### Required action
The response must reproduce exactly every line of the material below holding the word "beige".

### Available records
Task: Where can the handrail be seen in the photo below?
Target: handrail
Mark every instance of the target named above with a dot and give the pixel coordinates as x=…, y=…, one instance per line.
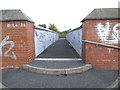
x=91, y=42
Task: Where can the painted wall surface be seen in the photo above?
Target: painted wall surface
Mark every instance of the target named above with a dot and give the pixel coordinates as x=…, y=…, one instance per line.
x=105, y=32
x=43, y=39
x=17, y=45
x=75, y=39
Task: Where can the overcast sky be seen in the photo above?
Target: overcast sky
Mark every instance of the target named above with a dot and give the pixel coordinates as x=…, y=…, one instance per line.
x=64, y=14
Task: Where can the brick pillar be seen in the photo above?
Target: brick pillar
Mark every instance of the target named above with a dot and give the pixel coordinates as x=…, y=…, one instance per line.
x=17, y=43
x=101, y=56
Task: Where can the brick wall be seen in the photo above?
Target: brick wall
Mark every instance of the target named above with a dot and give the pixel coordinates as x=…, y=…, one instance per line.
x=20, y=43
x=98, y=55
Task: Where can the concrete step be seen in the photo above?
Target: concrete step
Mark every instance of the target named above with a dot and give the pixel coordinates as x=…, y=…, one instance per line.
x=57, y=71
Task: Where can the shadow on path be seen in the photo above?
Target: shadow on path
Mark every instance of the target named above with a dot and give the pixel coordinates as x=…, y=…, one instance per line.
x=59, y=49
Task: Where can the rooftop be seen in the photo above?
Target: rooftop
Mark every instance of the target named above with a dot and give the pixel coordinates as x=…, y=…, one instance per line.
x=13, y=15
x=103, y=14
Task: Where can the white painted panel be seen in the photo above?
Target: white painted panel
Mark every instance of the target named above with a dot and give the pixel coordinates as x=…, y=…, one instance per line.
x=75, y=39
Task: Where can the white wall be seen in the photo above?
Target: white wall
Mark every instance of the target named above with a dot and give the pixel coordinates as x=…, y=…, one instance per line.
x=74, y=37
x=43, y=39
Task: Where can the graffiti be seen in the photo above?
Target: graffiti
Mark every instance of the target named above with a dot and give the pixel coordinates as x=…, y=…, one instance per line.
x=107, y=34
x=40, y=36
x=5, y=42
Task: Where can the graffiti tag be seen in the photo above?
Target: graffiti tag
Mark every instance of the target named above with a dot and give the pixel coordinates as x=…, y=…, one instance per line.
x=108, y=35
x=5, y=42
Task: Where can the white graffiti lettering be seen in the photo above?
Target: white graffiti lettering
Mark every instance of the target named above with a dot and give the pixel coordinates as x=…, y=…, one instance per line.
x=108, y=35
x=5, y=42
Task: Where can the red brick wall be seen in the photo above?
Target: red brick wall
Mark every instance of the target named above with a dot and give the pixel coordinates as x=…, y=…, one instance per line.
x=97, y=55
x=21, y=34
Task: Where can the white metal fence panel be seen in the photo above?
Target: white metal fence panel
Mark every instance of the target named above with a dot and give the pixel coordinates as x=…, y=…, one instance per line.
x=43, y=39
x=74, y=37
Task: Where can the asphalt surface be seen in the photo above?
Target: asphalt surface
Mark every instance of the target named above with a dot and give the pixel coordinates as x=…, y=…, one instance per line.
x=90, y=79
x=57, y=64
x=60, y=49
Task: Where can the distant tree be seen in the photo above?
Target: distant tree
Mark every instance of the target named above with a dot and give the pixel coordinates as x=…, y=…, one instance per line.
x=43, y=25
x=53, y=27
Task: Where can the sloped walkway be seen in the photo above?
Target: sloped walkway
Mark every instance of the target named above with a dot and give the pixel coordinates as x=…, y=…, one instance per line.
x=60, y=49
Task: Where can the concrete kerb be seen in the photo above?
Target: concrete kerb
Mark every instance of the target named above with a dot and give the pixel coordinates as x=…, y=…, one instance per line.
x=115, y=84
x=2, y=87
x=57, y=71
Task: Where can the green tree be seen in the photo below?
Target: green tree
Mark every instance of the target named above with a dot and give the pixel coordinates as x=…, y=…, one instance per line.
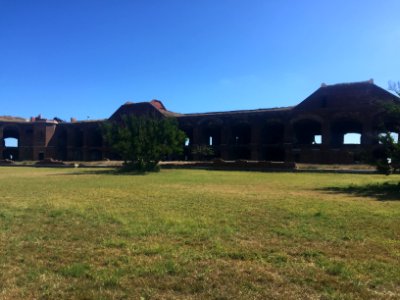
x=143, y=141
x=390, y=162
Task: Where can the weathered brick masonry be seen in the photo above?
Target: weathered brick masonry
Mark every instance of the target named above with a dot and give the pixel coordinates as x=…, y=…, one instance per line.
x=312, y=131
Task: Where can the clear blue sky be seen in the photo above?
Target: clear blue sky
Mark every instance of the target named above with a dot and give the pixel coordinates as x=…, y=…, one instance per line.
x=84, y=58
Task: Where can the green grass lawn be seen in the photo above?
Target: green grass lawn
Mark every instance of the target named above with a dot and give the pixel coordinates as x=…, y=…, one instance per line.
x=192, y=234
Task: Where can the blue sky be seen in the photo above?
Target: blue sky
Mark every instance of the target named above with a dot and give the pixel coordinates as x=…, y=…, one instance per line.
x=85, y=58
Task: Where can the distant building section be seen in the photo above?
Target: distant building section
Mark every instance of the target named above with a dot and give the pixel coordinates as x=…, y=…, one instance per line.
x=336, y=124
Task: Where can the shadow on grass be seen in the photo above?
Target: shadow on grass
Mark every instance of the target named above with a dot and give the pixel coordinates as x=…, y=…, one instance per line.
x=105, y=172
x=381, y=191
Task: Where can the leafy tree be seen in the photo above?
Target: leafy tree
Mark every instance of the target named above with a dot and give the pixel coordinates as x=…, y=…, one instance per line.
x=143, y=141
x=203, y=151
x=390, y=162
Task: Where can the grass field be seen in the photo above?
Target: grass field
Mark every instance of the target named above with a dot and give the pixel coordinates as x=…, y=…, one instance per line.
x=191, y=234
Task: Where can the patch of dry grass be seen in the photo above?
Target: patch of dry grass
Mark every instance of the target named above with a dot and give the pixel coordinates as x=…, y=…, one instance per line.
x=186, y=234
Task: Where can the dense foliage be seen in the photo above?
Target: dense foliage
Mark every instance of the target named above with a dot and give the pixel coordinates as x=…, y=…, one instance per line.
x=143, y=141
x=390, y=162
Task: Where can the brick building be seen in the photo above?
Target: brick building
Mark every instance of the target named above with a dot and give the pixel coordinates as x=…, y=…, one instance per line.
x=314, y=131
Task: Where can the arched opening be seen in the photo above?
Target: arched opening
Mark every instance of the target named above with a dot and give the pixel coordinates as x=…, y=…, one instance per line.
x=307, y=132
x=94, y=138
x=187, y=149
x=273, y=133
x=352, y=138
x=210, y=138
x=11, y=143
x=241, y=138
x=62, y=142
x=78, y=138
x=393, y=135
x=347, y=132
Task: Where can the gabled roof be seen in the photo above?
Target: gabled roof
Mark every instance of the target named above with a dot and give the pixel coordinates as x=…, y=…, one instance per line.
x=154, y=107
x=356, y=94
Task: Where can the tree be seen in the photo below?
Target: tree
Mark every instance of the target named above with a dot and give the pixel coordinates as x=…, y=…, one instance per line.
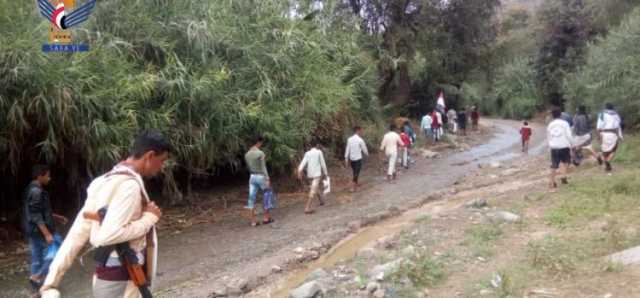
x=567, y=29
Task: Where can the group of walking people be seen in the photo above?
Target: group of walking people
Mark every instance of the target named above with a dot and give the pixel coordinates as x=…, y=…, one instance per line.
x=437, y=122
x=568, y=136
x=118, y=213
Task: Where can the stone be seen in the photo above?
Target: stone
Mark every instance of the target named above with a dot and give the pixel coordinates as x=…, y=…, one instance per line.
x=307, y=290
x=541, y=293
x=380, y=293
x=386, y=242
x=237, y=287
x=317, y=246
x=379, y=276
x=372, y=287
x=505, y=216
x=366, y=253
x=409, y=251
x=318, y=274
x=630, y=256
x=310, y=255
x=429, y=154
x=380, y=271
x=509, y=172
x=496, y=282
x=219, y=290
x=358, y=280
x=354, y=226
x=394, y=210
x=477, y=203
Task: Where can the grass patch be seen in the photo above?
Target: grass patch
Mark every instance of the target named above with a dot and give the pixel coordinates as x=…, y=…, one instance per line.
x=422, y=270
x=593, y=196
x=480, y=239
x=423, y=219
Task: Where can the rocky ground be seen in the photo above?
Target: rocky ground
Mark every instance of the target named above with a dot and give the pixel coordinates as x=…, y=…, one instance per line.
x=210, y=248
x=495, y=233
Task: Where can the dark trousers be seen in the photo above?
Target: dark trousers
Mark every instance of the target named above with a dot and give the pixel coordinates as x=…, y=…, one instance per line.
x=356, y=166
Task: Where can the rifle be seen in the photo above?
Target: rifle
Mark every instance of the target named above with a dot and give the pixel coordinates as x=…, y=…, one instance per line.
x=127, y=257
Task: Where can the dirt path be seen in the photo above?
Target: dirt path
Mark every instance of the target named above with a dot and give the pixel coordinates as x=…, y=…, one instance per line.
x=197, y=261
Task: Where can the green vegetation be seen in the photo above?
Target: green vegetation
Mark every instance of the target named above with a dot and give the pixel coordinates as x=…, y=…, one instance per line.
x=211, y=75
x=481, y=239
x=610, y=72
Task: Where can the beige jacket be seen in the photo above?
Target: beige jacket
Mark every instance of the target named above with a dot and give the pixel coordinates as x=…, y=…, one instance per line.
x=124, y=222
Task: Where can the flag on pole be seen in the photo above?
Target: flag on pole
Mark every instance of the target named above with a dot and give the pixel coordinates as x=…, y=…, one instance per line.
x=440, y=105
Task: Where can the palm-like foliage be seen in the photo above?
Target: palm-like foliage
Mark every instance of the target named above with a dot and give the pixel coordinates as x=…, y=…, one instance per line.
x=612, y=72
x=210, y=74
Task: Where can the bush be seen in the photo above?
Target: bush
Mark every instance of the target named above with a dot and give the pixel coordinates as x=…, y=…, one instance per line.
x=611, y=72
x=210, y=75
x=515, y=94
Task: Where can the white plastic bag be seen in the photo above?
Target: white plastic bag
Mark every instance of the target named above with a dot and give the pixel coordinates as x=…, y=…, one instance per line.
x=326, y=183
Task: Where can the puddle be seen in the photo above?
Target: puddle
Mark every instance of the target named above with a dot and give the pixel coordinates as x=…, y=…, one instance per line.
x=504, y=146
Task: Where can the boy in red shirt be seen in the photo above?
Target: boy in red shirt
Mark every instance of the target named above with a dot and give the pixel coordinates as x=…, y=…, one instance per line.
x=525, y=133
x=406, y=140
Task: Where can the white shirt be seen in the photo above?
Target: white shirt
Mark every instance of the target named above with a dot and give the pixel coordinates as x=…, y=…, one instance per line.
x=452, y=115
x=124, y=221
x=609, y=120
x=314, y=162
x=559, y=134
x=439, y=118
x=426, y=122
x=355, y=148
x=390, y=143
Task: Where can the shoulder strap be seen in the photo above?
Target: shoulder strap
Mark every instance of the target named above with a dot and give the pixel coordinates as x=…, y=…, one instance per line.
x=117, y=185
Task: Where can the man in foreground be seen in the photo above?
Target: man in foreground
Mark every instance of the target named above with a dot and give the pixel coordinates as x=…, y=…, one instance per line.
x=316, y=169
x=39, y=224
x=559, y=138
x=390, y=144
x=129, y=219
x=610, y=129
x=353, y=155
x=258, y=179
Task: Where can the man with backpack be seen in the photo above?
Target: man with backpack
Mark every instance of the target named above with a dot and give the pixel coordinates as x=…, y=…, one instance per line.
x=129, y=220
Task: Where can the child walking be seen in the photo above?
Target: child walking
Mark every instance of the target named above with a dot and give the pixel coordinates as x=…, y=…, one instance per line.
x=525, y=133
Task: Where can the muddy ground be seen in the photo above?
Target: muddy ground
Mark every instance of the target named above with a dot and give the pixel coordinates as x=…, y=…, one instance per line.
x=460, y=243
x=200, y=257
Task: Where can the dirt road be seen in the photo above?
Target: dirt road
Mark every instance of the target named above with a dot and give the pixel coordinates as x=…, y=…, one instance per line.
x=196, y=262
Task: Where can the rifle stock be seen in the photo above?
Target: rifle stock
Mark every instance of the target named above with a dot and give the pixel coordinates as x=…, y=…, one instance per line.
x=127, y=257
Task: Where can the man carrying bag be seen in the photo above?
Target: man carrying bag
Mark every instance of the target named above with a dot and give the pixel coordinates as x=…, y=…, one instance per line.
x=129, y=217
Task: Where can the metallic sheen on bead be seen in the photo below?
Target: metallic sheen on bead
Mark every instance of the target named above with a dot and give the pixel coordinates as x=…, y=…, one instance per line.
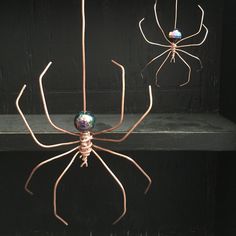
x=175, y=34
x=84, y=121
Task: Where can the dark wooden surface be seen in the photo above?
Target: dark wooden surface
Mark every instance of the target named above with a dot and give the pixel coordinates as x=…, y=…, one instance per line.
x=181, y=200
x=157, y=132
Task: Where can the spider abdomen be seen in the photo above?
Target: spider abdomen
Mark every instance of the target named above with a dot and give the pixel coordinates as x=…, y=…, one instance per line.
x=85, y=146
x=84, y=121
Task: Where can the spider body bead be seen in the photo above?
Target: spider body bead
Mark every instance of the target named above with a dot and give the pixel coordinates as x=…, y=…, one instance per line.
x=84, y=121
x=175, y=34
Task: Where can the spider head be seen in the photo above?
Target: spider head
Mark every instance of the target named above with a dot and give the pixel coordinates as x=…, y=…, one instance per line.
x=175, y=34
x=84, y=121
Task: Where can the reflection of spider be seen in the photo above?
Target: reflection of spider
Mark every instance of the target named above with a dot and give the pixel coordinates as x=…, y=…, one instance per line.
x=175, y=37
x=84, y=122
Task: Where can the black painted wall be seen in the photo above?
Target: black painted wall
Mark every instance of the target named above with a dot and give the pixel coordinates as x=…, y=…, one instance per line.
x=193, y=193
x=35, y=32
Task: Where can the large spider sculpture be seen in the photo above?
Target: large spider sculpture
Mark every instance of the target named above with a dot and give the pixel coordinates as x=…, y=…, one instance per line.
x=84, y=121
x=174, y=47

### Exercise answer
Task: Where can the beige jacket be seen in the photo above?
Target: beige jacket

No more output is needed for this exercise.